**WORK INSTRUCTIONS:**
Report how many lines in the entries below contain the word "blue", giving only the number. Case counts.

====== MATERIAL FOR THIS TASK

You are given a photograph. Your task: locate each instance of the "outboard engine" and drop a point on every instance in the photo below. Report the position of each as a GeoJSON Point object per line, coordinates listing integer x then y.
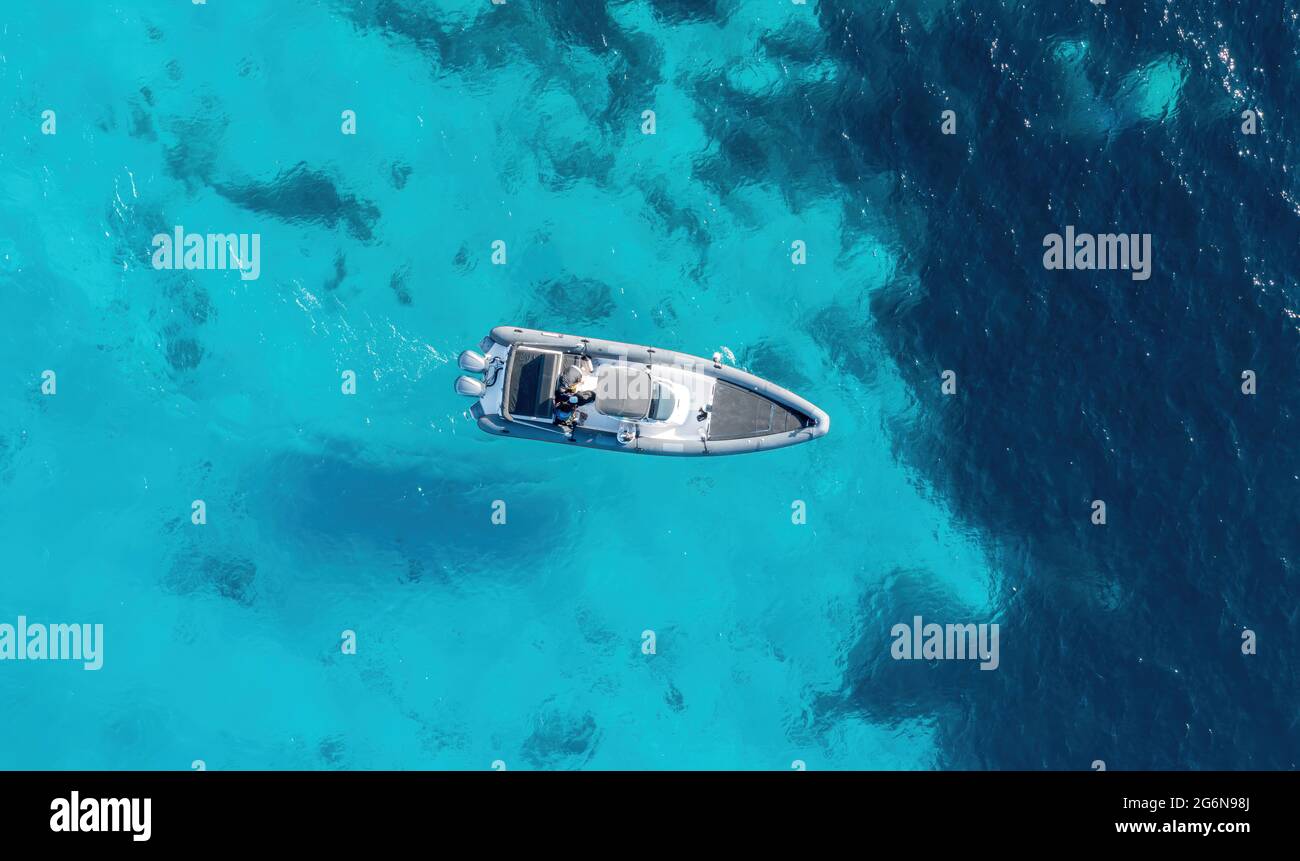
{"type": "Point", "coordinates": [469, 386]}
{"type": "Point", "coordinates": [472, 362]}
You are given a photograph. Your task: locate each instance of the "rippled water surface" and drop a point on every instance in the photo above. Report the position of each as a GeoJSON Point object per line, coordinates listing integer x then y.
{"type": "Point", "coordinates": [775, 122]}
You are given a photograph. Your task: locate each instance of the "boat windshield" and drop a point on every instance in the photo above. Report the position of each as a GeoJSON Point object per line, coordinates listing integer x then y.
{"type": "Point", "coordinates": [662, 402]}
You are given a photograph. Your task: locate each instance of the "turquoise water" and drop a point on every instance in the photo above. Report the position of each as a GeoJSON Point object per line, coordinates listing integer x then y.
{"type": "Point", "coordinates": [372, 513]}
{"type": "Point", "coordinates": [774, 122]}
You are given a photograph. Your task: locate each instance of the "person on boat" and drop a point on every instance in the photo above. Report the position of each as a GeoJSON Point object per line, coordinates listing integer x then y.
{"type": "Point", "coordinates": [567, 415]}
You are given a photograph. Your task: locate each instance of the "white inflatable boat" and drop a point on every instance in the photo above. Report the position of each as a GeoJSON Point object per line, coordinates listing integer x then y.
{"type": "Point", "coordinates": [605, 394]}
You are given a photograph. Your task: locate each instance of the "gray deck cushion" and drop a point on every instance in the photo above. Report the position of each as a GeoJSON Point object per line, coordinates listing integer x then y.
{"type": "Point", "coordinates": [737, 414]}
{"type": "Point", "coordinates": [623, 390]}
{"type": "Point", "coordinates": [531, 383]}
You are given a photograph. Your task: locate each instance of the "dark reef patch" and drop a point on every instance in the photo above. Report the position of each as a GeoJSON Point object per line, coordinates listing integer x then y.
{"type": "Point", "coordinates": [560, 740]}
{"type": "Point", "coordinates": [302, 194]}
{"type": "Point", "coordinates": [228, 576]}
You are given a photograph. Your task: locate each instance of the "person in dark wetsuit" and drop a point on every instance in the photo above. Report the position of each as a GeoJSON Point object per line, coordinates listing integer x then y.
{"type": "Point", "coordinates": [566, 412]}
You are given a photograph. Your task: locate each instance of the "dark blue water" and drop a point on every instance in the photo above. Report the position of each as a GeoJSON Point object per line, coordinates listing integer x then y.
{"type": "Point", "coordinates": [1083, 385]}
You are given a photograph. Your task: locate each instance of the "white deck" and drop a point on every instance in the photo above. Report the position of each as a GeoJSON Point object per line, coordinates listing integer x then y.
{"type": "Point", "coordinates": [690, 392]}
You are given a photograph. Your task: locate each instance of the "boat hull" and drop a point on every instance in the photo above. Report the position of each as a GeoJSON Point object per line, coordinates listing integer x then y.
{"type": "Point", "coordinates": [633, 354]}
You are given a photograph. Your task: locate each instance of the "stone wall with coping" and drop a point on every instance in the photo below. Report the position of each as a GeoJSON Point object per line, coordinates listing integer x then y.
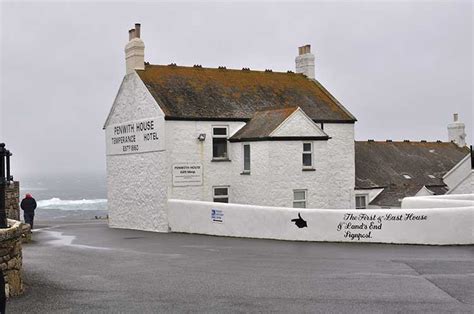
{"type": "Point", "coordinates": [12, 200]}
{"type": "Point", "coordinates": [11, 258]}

============
====== MATERIAL FOR THIS TASK

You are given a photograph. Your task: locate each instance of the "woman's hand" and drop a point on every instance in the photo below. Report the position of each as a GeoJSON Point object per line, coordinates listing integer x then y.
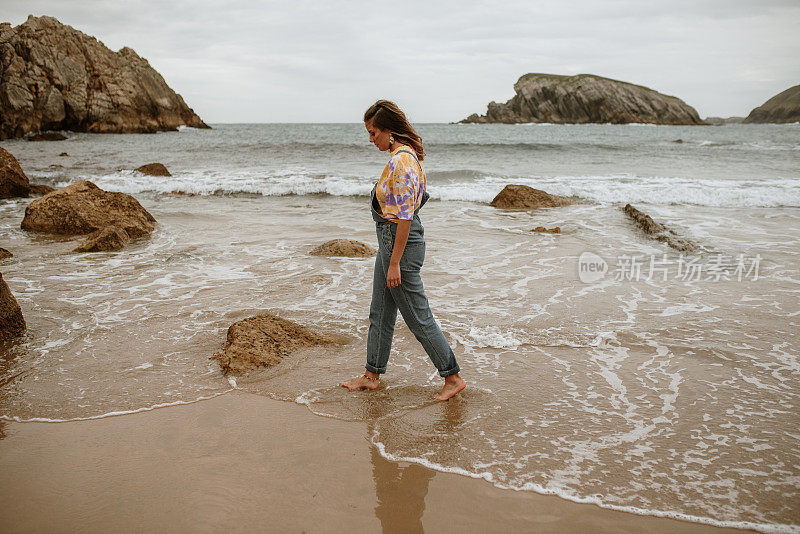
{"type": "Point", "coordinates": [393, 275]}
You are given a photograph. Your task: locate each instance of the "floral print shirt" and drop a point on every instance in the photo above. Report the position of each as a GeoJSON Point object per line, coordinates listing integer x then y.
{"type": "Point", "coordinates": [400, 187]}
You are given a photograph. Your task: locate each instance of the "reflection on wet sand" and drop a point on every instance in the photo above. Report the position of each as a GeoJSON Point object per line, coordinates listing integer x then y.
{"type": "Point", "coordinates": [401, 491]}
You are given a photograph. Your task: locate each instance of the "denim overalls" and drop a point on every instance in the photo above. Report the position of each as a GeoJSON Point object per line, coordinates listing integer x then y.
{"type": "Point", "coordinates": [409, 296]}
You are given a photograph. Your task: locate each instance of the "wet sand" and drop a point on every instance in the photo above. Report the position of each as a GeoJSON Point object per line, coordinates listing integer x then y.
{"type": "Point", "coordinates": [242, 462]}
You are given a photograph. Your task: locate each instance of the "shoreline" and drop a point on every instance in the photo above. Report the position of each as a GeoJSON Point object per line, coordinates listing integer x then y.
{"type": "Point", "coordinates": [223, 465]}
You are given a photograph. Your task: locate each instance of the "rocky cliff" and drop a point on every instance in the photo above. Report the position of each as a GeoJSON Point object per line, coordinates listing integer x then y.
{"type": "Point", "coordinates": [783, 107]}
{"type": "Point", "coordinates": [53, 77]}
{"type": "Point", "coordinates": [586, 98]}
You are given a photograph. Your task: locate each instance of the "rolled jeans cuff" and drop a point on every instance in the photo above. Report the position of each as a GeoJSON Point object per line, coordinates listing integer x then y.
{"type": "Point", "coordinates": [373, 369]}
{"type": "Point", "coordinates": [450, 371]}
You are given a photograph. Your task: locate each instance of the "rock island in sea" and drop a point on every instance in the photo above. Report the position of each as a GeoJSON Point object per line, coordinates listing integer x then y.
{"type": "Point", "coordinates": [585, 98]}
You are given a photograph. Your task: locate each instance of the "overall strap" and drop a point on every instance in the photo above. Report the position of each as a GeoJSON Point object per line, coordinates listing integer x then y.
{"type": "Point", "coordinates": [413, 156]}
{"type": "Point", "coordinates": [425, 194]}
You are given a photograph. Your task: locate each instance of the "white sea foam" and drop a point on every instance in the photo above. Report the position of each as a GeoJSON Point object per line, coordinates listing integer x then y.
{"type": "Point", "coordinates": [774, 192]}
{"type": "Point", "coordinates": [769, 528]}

============

**ANSWER TO THE PROBLEM:**
1